本文抜粋:
++++++

こうした国際会議が行われたのは、これで4回目だ。最初は昨年6月末で、ちょうどウクライナの反転攻勢が大失敗なことが判明した頃だった。だから、ウクライナが停戦会議を呼びかけているというので、いよいよ停戦するつもりなのかと思っていたら、そうではなかった。ウクライナ側の見解を世界にアピールして、ロシアと敵対させ、支援を得ようというのが、目的だったらしい。しかし、その目論見は失敗した。グローバル・サウスは、ウクライナ側の一方的な見解に同意しなかったのだ。

その間、ロシアはアフリカやアラブ、アジア、中南米の国々と経済協力関係を拡大していて、多くの国々はアメリカの経済制裁を恐れなくなっていった。それどころか今や、世界中の多くの国々は、米ドル取引から離れて、BRICSに加盟しようとしている。アフリカ諸国は、アメリカやフランスとの安全保障協定をやめて、ロシアと軍事協力を結ぼうとしている。世界的に見たら、もはやアメリカは世界の中心ではなく、西側諸国は世界への支配力を失ったと言っていい。

++++++

データ記録:
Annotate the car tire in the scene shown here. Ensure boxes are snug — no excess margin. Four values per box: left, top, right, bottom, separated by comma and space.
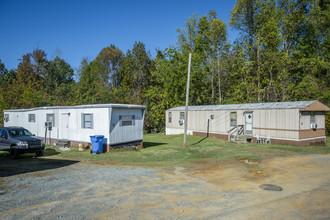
10, 148, 19, 159
36, 150, 45, 157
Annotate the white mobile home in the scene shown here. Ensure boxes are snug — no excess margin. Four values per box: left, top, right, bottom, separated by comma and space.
4, 104, 145, 150
166, 101, 329, 145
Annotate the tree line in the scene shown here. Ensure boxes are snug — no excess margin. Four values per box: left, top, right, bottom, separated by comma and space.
0, 0, 330, 131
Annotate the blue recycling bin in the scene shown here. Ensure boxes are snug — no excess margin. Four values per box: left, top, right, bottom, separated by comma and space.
90, 135, 104, 154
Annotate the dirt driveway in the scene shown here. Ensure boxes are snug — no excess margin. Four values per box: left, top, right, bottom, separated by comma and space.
0, 155, 330, 219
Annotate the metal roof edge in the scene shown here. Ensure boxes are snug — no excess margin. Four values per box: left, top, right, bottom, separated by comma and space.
3, 104, 146, 112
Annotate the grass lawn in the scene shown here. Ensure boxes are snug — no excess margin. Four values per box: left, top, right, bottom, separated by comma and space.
51, 134, 330, 167
0, 134, 330, 167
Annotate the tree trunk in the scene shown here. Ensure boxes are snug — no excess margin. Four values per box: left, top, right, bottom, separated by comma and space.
218, 59, 222, 105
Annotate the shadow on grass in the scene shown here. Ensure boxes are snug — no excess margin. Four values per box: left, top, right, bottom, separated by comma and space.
0, 149, 79, 177
143, 142, 167, 148
192, 137, 207, 146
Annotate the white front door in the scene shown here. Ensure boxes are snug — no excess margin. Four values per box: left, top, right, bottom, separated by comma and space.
60, 113, 70, 139
245, 112, 253, 134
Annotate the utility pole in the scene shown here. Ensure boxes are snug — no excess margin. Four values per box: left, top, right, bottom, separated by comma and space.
183, 53, 191, 147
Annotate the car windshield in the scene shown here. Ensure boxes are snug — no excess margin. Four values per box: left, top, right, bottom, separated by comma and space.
8, 128, 32, 137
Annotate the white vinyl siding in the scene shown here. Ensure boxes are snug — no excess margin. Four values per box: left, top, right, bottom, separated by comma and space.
81, 113, 93, 129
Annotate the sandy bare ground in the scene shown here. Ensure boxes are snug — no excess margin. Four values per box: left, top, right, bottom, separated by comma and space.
0, 155, 330, 219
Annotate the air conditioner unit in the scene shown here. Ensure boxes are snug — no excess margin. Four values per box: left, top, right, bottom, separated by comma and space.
311, 123, 317, 130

++++++

課題 1:
ウクライナの停戦会議についての文章をもとに、次の問いに答えてください。
(a) こうした国際会議が行われたのは何回目ですか。
(b) 最初の会議が開かれたのはいつですか。
(c) アフリカ諸国は、どの国との安全保障協定をやめようとしていますか。
課題 2:
ウクライナの停戦会議についての文章で、ロシアが経済協力関係を拡大しているとされる国々の地域をすべて挙げてください。
課題 3:
ウクライナの停戦会議についての文章を、最後の文の後から書き継いでください。

回答 1:
(a) 4回目です。
(b) 昨年6月末です。
(c) アメリカとフランスです。

回答 2:
アフリカ、アラブ、アジア、中南米

回答 3:
そんな状況なのに、スイスの平和サミットでは、まだ「ロシアが挑発なしに侵攻した」という物語を前提にした和平交渉を話し合おうとしていたのだ。いくつかの国は、ロシア抜きの停戦交渉など無意味だと言って、参加を拒否した。話し合われる停戦案を見て、「これは平和のためではなく、戦争を継続するためのものだ」と言って、参加をキャンセルした国もあった。招待された160ヶ国のうち、代表を送ったのは92ヶ国だけで、そのうち50カ国はアメリカの傘下の国々だった。それ以外の国は40ヶ国ほどだけで、そのうちの15ヶ国は、共同声明に署名しなかった。つまり、世界の160ヶ国のうち、共同声明に同意したのは、わずかに78ヶ国だけだったのだ。アメリカの傘下にない国では、署名したのはたったの28ヶ国、つまり1/4にすぎなかったことになる。

今回の共同声明では、ソ連崩壊後の領土をすべてウクライナに戻せとか、紛争の責任はすべてロシアにあり、ロシアは賠償すべきだとかの項目は削除されていた。残ったのは、「原子力施設は安全が確保されなければいけない」とか、「食糧供給は軍事的目的で使われるべきではない」とか、「強制連行された子供たちは、全員元の家に返さなければいけない」とか、それ自体は確かに正しいというようなことだけだった。しかし、原子力施設を攻撃したり、食糧供給を軍事目的に利用したり、子供を連行したりは、ウクライナがさんざんやっていることで、ロシアではない。そこがまた、この停戦会議のシュールなところだ。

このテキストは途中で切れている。